• _Estratto scelto_
********
Lo straziante ricordo di Costanza Rossi da parte di Pietro Ichino

di Pietro Ichino

ALLA MOGLIE, SCOMPARSA NELLA NOTTE DEL 9 MAGGIO, IL DOTTOR PIETRO ICHINO HA DEDICATO LE PAROLE DAVVERO EMOZIONANTI CHE VI PROPONIAMO

“Sono nato a Milano il 22 marzo 1949; ho sposato Costanza Rossi nel 1973”, scrive sul suo sito il noto giurista, giornalista e politico Pietro Ichino.

Proprio alla moglie, scomparsa nella notte del 9 maggio, il dottor Pietro Ichino ha dedicato le parole davvero emozionanti che vi proponiamo.

Riguardando indietro a questi ultimi due anni nei quali la malattia ha infierito più duramente su Costanza, e di riflesso su chi la assisteva, non ho solo una memoria di sofferenza: è stato forse il periodo più ricco e intenso di tutto il nostro matrimonio.

Pensieri dell’ultima notte trascorsa accanto a mia moglie, 9 maggio 2020 – Costanza ha sofferto per circa otto anni di una PSP-Paralisi Sopranucleare Progressiva (o sindrome di Richardson), che ne ha lentamente menomato, fino ad azzerarle, tutte le facoltà vitali.

In questi due ultimi anni nei quali la mia vita è stata legata a quella di Costanza ancor più di quanto non fosse stata nei precedenti, per tutte le svariate necessità dell’assistenza diurna e soprattutto notturna, in molti mi hanno chiesto come facessi a sopportare questo grande sacrificio. All’inizio confesso che anch’io ne fui spaventato. Mi parve un caso in cui non si poteva applicare la grande regola secondo cui a cercare il bene nascosto in ogni situazione difficile, lo si trova sempre. Provai a impegnarmi in questa prova con uno spirito sportivo: “vediamo quanto tempo resisto”. Poi, pian piano, mi sono accorto dei tesori che questa situazione nascondeva. Mi ero impegnato a essere per Costanza le gambe che aveva perduto, gli occhi al posto dei suoi che non funzionavano più, e nell’ultimo periodo anche le braccia e le mani per lavarsi, pettinarsi, vestirsi, portare il cibo alla bocca; questo ben presto ha creato tra me e lei, dopo 45 anni di matrimonio, un’intimità che non avevamo mai vissuto.
********
• _Consegna 1_
Trascrivi dall'estratto, senza cambiare nulla, il passo che comincia con le parole "Pensieri dell’ultima notte" e termina con "le facoltà vitali.".
• _Consegna 2_
Secondo l'estratto, quali parti del corpo Pietro Ichino si era impegnato a essere al posto di quelle di Costanza? Elencale tutte.
Le righe che vengono dopo sono materiale a sé, senza legame con l'estratto.

Dati di espressioni referenziali basate su foto:
********
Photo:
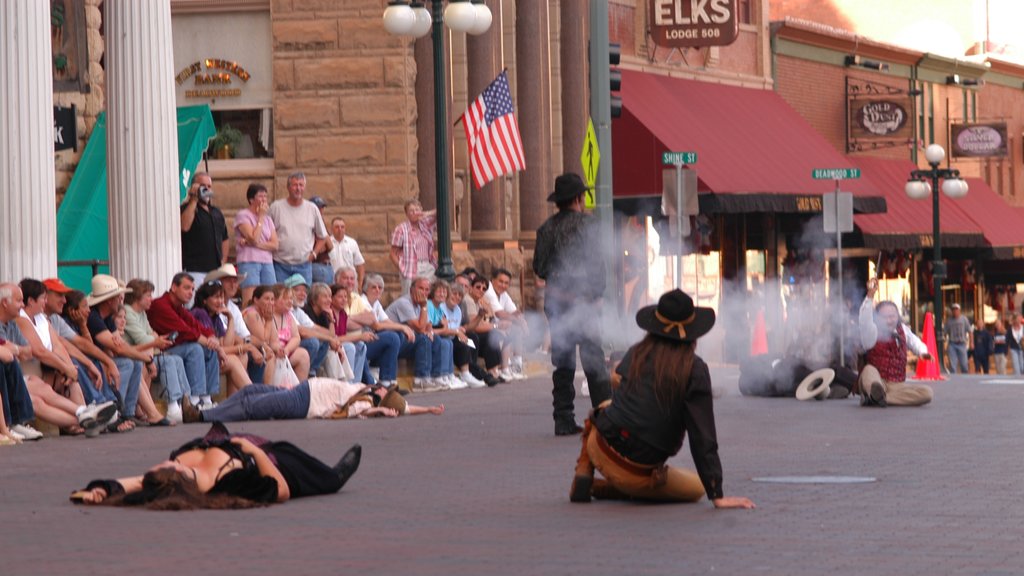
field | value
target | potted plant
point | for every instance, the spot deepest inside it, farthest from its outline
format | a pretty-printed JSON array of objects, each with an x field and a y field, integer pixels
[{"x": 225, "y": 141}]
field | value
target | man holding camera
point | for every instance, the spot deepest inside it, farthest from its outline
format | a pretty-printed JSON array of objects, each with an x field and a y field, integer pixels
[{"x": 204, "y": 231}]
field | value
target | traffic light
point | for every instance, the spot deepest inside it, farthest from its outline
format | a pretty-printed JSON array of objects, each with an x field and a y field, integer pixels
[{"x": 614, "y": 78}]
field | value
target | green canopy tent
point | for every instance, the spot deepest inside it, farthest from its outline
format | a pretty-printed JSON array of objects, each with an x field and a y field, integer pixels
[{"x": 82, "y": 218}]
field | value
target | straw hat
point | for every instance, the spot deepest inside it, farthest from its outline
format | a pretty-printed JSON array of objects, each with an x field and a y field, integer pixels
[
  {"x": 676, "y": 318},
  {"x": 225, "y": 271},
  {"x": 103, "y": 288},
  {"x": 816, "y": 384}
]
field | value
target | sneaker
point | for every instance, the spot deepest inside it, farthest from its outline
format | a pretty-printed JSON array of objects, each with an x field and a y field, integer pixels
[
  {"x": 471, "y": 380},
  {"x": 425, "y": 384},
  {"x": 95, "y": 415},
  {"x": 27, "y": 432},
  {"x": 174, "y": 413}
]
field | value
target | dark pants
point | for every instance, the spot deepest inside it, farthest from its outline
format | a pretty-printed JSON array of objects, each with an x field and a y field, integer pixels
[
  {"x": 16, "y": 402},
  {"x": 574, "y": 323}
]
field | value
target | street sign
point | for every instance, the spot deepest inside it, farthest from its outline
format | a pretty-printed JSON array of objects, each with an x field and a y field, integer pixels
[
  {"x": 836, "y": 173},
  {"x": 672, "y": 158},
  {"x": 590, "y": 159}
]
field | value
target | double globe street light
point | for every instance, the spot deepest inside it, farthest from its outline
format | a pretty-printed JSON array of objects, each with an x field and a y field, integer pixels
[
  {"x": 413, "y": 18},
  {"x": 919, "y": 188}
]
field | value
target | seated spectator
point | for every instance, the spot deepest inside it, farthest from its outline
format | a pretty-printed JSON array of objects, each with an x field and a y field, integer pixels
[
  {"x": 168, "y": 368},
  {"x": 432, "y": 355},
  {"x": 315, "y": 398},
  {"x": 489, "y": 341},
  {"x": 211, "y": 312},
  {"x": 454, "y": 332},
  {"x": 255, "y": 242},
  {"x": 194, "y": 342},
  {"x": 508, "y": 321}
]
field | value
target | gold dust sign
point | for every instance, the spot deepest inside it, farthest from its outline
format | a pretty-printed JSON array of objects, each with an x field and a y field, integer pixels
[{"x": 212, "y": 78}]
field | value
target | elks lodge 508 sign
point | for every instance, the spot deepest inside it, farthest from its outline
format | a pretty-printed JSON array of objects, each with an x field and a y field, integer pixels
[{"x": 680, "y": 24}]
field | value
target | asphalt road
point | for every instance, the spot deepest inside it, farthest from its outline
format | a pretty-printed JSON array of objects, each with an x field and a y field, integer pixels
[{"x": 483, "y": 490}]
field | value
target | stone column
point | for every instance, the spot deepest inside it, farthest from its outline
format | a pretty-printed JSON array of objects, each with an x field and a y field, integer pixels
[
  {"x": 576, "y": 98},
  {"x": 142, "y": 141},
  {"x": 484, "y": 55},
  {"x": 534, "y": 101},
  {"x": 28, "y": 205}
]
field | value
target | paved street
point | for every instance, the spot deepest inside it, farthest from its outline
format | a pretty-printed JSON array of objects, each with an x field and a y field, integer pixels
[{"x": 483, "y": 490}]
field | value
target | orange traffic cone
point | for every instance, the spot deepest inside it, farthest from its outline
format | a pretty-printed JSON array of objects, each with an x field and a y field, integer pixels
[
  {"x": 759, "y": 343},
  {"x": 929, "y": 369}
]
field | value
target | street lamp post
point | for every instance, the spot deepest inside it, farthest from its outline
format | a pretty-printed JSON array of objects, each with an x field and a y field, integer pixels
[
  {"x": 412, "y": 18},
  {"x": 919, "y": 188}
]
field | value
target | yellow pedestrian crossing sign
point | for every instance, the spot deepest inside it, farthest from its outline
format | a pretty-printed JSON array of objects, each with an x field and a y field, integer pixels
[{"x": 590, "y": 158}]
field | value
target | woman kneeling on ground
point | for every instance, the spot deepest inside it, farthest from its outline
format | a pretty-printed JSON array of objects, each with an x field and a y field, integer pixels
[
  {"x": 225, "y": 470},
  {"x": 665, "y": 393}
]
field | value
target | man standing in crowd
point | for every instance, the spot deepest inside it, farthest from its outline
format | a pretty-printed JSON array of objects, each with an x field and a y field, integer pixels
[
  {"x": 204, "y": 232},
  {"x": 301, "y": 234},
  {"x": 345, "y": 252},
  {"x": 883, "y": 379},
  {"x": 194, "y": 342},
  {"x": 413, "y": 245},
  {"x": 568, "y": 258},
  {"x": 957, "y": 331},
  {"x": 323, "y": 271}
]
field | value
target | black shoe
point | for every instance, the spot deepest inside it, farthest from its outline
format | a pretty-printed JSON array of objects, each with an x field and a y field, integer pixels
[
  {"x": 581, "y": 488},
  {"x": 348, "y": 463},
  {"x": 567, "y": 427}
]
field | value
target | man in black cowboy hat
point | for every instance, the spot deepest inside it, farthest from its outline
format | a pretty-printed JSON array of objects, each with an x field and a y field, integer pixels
********
• _Risposta scritta 1_
Pensieri dell’ultima notte trascorsa accanto a mia moglie, 9 maggio 2020 – Costanza ha sofferto per circa otto anni di una PSP-Paralisi Sopranucleare Progressiva (o sindrome di Richardson), che ne ha lentamente menomato, fino ad azzerarle, tutte le facoltà vitali.

• _Risposta scritta 2_
Le gambe, gli occhi, le braccia e le mani.